What the exercise asks >>
Reproduce only the lines from the line containing "Reviewer note. Check that every instance of the tall" to the end of the entries below, including both of those lines.

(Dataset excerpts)
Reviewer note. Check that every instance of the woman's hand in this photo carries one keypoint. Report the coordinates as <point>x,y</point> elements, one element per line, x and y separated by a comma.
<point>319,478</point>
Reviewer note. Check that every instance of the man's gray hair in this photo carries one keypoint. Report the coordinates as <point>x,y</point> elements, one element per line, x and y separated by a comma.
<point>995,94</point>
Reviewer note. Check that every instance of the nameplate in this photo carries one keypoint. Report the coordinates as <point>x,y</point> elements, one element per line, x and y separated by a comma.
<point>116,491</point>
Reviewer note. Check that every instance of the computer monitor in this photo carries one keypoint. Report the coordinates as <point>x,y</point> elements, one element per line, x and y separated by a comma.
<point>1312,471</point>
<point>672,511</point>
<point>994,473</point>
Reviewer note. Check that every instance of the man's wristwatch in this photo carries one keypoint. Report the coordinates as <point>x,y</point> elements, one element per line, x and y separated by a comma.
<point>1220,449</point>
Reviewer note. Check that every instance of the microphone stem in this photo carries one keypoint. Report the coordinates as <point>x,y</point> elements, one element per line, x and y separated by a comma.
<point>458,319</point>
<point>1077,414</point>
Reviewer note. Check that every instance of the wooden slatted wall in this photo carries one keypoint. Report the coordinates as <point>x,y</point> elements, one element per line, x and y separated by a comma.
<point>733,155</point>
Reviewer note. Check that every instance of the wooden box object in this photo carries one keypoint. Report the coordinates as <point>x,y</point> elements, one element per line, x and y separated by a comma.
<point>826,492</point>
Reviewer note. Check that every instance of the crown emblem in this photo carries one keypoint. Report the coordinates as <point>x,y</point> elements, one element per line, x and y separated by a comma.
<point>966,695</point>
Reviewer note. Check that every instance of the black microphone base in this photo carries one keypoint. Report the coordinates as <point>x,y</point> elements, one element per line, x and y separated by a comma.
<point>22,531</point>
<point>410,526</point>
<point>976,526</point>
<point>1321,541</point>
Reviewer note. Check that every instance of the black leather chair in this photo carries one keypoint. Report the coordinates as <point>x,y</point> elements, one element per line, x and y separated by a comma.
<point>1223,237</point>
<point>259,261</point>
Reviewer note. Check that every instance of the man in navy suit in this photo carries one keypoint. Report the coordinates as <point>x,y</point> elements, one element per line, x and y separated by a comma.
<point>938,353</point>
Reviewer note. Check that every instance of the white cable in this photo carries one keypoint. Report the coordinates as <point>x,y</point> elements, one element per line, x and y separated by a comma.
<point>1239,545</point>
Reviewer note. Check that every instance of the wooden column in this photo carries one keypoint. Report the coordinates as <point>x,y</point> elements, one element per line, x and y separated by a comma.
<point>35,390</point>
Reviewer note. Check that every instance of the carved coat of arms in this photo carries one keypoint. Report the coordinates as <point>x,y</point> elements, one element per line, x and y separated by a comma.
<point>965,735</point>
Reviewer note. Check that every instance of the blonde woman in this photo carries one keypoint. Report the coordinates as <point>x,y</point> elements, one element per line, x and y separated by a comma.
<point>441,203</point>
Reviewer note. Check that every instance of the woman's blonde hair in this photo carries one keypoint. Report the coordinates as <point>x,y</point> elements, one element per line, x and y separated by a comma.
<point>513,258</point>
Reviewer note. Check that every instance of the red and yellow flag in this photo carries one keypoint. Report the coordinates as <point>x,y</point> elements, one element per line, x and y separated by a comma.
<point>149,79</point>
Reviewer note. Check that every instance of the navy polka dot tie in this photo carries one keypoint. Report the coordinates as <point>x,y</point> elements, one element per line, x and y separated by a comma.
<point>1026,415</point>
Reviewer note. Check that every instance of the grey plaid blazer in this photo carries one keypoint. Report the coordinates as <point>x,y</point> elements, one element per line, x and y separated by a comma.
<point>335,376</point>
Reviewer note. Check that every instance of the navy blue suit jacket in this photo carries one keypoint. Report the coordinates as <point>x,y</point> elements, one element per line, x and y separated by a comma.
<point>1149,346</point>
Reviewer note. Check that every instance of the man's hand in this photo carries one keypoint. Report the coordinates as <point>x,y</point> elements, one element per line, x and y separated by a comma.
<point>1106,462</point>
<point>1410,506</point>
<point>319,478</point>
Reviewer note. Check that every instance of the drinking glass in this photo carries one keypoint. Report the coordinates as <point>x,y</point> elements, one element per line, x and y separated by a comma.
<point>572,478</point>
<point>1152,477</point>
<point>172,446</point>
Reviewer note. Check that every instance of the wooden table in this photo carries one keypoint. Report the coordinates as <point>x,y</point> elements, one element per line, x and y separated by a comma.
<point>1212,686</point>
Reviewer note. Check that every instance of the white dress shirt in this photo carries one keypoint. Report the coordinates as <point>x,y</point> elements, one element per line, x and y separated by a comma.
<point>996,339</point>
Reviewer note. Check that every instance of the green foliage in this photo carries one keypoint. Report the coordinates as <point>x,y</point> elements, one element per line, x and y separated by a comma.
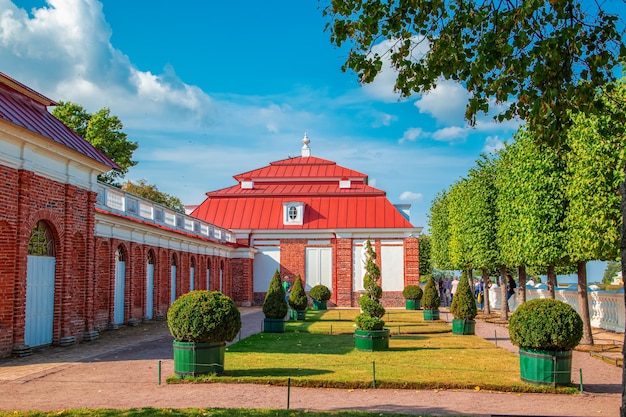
<point>412,292</point>
<point>320,293</point>
<point>104,132</point>
<point>275,306</point>
<point>612,268</point>
<point>203,316</point>
<point>545,324</point>
<point>438,224</point>
<point>463,303</point>
<point>430,299</point>
<point>152,193</point>
<point>424,255</point>
<point>370,301</point>
<point>297,297</point>
<point>534,61</point>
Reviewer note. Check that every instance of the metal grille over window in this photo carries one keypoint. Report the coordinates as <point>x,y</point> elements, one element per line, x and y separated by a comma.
<point>41,242</point>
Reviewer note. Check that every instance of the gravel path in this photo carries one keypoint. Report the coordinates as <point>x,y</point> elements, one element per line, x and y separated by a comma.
<point>120,370</point>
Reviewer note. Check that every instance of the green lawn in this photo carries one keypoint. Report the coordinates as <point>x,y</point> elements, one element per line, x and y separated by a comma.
<point>319,352</point>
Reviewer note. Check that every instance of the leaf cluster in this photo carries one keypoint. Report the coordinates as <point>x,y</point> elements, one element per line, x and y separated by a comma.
<point>545,324</point>
<point>463,303</point>
<point>275,306</point>
<point>204,316</point>
<point>297,297</point>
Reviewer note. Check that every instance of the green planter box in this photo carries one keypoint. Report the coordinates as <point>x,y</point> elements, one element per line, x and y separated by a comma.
<point>543,367</point>
<point>413,304</point>
<point>273,325</point>
<point>191,358</point>
<point>430,315</point>
<point>371,340</point>
<point>463,327</point>
<point>297,314</point>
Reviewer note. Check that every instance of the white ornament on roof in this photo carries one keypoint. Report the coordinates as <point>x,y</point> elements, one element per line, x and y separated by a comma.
<point>306,151</point>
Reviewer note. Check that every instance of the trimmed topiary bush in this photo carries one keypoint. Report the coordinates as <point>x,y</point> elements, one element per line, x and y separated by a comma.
<point>372,310</point>
<point>297,298</point>
<point>545,324</point>
<point>204,316</point>
<point>412,292</point>
<point>320,293</point>
<point>275,306</point>
<point>463,304</point>
<point>430,299</point>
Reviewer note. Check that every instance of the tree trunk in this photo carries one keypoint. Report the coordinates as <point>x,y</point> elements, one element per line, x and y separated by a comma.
<point>622,247</point>
<point>583,303</point>
<point>521,271</point>
<point>487,309</point>
<point>551,281</point>
<point>504,311</point>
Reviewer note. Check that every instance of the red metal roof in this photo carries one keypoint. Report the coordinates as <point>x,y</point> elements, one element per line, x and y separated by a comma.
<point>301,167</point>
<point>26,108</point>
<point>309,180</point>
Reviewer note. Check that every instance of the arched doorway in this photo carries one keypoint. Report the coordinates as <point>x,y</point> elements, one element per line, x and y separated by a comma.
<point>40,272</point>
<point>173,278</point>
<point>120,283</point>
<point>150,285</point>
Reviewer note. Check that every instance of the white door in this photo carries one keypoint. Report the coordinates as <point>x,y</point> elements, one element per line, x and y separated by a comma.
<point>173,275</point>
<point>149,291</point>
<point>266,262</point>
<point>39,300</point>
<point>319,267</point>
<point>120,281</point>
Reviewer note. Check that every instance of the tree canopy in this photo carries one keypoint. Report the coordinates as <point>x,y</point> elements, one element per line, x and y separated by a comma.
<point>536,60</point>
<point>104,132</point>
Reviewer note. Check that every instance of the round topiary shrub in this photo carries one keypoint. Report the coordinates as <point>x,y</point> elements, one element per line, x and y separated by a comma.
<point>412,292</point>
<point>463,304</point>
<point>204,316</point>
<point>430,299</point>
<point>275,305</point>
<point>297,298</point>
<point>320,293</point>
<point>545,324</point>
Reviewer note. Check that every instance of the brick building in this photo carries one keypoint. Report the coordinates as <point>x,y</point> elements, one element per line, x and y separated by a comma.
<point>309,216</point>
<point>78,256</point>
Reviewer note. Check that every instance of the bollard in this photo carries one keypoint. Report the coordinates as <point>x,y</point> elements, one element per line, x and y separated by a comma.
<point>581,380</point>
<point>374,374</point>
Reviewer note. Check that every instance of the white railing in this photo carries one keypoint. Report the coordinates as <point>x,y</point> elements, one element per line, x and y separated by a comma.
<point>606,308</point>
<point>118,201</point>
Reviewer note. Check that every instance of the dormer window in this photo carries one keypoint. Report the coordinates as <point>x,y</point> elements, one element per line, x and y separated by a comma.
<point>293,213</point>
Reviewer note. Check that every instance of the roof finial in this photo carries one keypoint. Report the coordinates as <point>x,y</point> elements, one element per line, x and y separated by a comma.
<point>306,151</point>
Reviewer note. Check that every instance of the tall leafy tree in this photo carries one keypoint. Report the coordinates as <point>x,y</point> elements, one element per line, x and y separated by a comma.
<point>594,162</point>
<point>440,235</point>
<point>151,192</point>
<point>104,132</point>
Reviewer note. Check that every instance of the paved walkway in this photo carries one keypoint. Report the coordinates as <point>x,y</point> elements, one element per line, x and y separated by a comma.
<point>120,370</point>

Expected output >>
Reviewer note. Check that every instance of the tall leafy tree in this photo carries one keypoint. Report the coordinates as <point>x,y</point> elements, one element per line, x and y separated by a comma.
<point>594,162</point>
<point>440,235</point>
<point>151,192</point>
<point>104,132</point>
Reviewer note. Check that every instance of the paved walkway in this photo carries one keypoint. Report the coordinates as <point>x,y</point> elements, one element per line, x and y separated by a comma.
<point>120,370</point>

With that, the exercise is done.